• **Your objective**
Recast every line of the entries below as a JSON list of strings, one string per line, leaving out blank lines and any pictures.

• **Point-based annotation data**

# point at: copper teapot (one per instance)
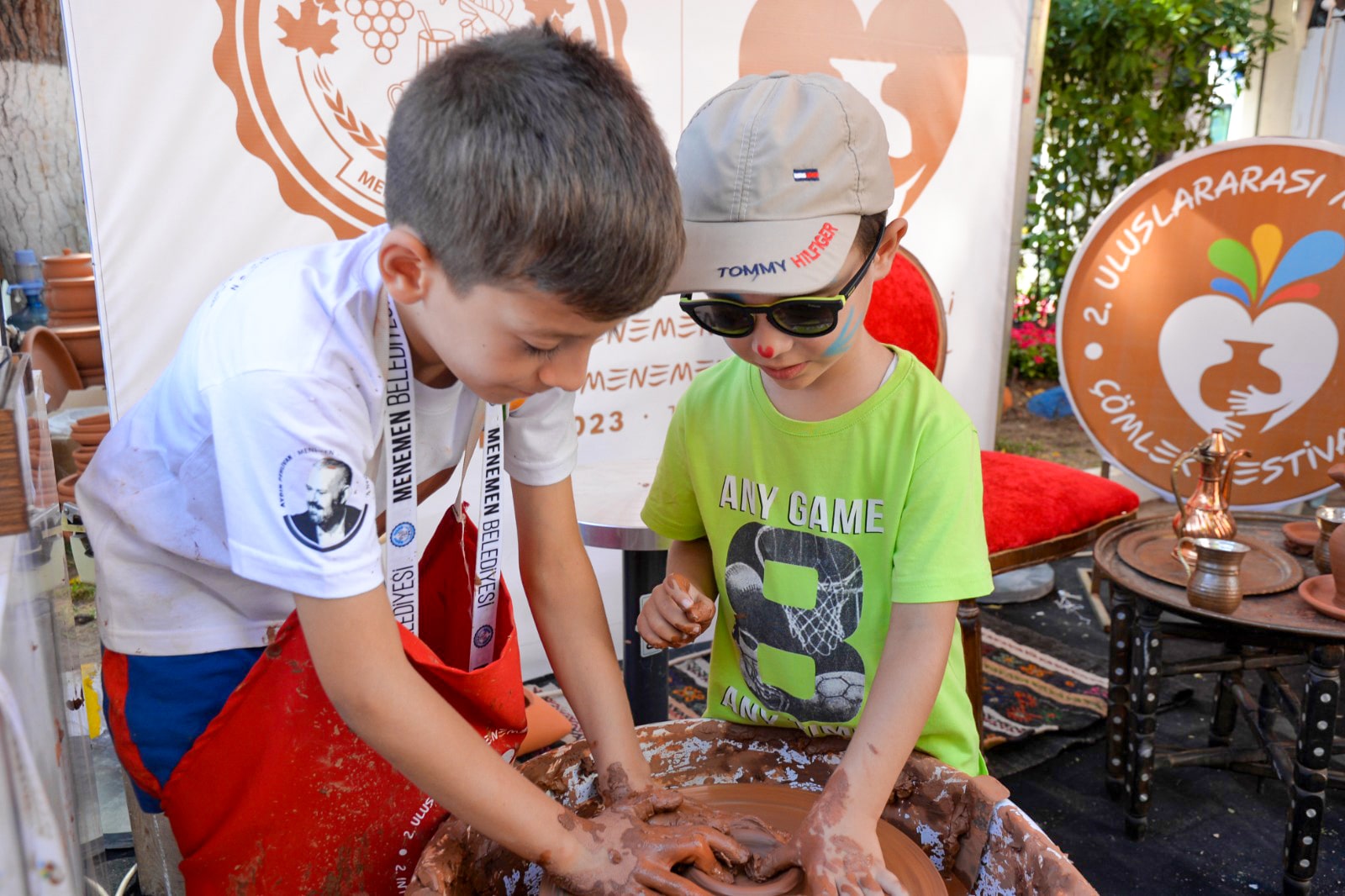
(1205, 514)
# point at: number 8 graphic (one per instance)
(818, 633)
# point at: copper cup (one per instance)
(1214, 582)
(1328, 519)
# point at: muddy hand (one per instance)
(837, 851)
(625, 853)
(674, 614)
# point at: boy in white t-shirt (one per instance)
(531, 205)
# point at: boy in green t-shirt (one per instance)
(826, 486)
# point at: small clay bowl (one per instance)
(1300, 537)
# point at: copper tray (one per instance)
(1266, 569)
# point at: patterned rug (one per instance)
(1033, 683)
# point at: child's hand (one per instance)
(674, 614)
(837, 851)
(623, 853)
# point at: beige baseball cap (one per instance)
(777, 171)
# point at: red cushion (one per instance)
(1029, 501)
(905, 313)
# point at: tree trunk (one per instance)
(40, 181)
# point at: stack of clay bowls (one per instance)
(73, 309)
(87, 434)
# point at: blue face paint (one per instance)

• **Result for this task**
[
  "# point at: copper teapot (one per instance)",
  "(1205, 514)",
  "# point at: number 8 graphic (one per instance)",
  "(818, 633)",
  "# point at: copper cup (one per instance)",
  "(1214, 582)",
  "(1328, 519)",
  "# point at: muddy hand (one per instance)",
  "(837, 851)",
  "(625, 853)",
  "(674, 614)",
  "# point at: boy in white t-shirt (one per instance)",
  "(531, 205)",
  "# point at: boy in green t-shirt (one per instance)",
  "(826, 486)",
  "# point at: small clay bowl (one per instance)",
  "(1300, 537)",
  "# point at: copper tray (one per instance)",
  "(1266, 569)",
  "# point at: patterned rug (one per instance)",
  "(1033, 683)",
  "# point at: child's hand (one per instance)",
  "(674, 614)",
  "(837, 851)",
  "(623, 853)",
  "# point at: beige baseball cap (one per instance)",
  "(777, 171)",
  "# point at: red cushion (one per instance)",
  "(1029, 501)",
  "(905, 313)",
  "# point at: tree trunk (one per instance)",
  "(40, 181)",
  "# point at: stack of clay bowls (one per instance)",
  "(73, 309)",
  "(87, 434)",
  "# point at: blue face paint (one per instance)"
]